**DOCUMENT EXCERPT:**
Diana Damrau (soprano I), Juliane Banse (soprano II), Lothar Odinius
(tenor), Markus Marquardt (bass)
Gachinger Kantorei Stuttgart
Bach-Collegium Stuttgart/Helmut Rilling
Hanssler Classic CD98.227 Total time: 76:33


*  Great Mass in c, K. 427 (417a)
*  Haydn:
        Berenice, che fai? (Hob. XXIVa:10)
*  Beethoven:
        Ah! perfido, op. 65

Camilla Tilling (soprano I), Sarah Connolly (soprano II), Timothy
Robinson
(tenor), Neal Davies (bass)
Gabrieli Consort & Players/Paul McCreesh
DG Arkhiv B0005762-02 Total time: 73:49

Summary for the Busy Executive: Mozart and almost-Mozart.

Unfortunately, Mozart never completed his two greatest choral works: the
Requiem and the Great Mass in c.  His death cut off the Requiem.  However,
scholars have far less of an idea why he left the mass unfinished.  He
had begun it as a celebration of his marriage.  He vowed to write a mass
to be performed a year after he and Constanze tied the knot.  He did
indeed perform the mass a year later in Salzburg (Constanze was one of
the soloists), but missing the sections still missing.

**THE DATA:**
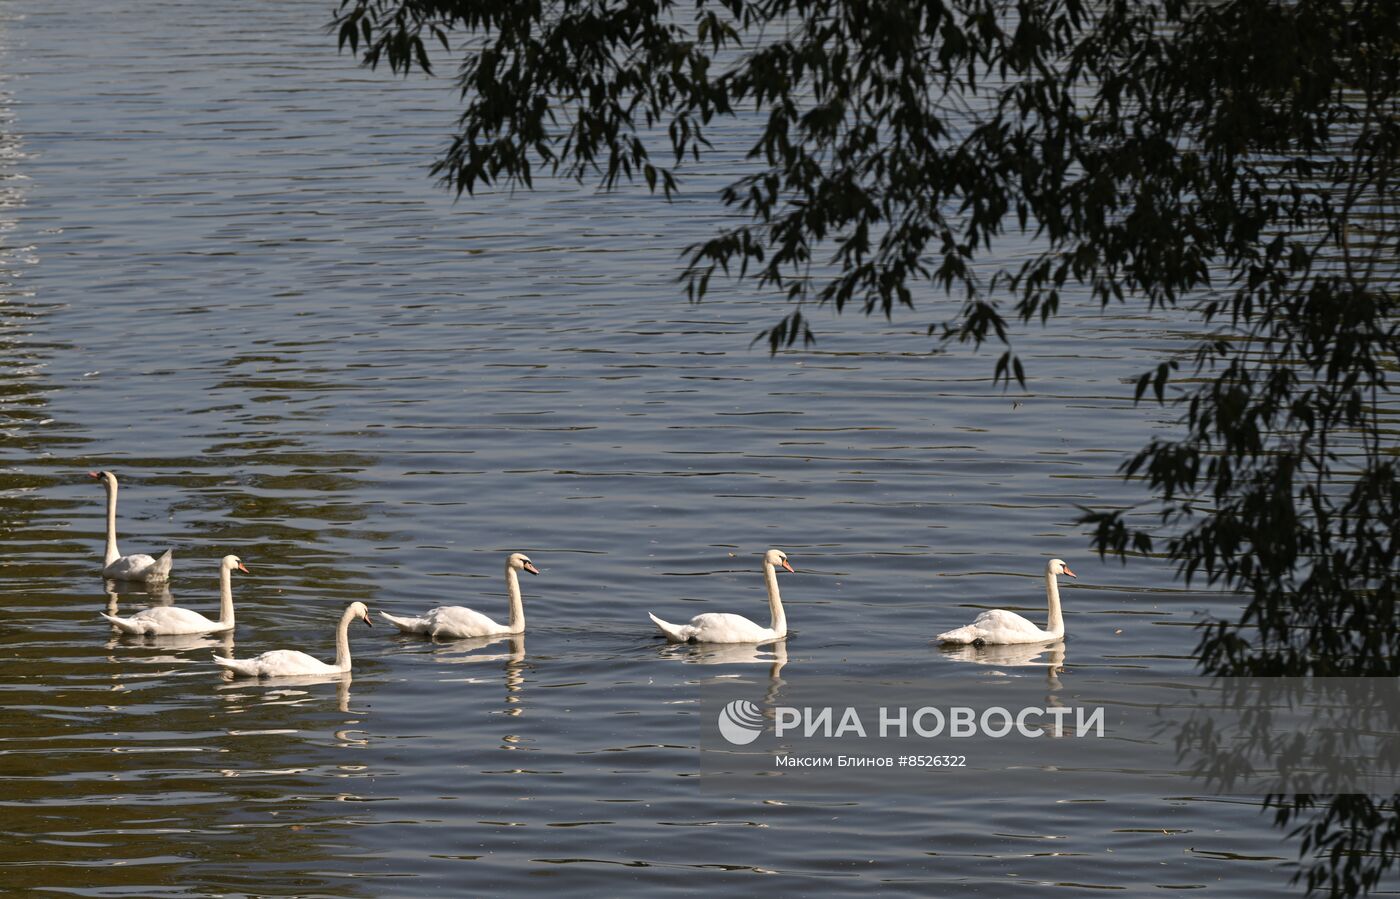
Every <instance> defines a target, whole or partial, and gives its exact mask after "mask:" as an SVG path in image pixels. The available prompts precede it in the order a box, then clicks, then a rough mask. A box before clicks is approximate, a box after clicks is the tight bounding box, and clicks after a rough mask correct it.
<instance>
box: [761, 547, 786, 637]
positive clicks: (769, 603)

**TASK PROMPT:**
Please carry on the review of the Mozart Great Mass recordings from its last sentence. The material is separate from the review and unrelated to it.

**ANSWER SECTION:**
As I say, scholars have little idea why Mozart never composed the complete
deal, although they gladly speculate.  I might as well join them.  I see
three promising lines.

First, Mozart made his living through music.  Nobody commissioned the
mass, nor did Mozart then have a job that required him to write one.  He
needed to bring in money, and the mass fell by the wayside.  The easiest
promises to break are the ones you make to yourself.

On the other hand, Mozart's first-born, Raimund Leopold, had died in
infancy.  It may well have been that Mozart began to associate the mass,
conceived as a celebration of his marriage, with his dead son and thus
lost the drive to finish it.

Third, the mass represents a super-human leap in the capacity of Mozart's
style.  Someone once defined two kinds of genius: the person who is like
us, only ten times better; the person whom nobody could predict.  In the
mass, Mozart becomes the second - in effect, a magician.  Every movement
is conceived at a level both beyond and in essence, in terms not only
of the sacred music of the day but also of Mozart's previous output.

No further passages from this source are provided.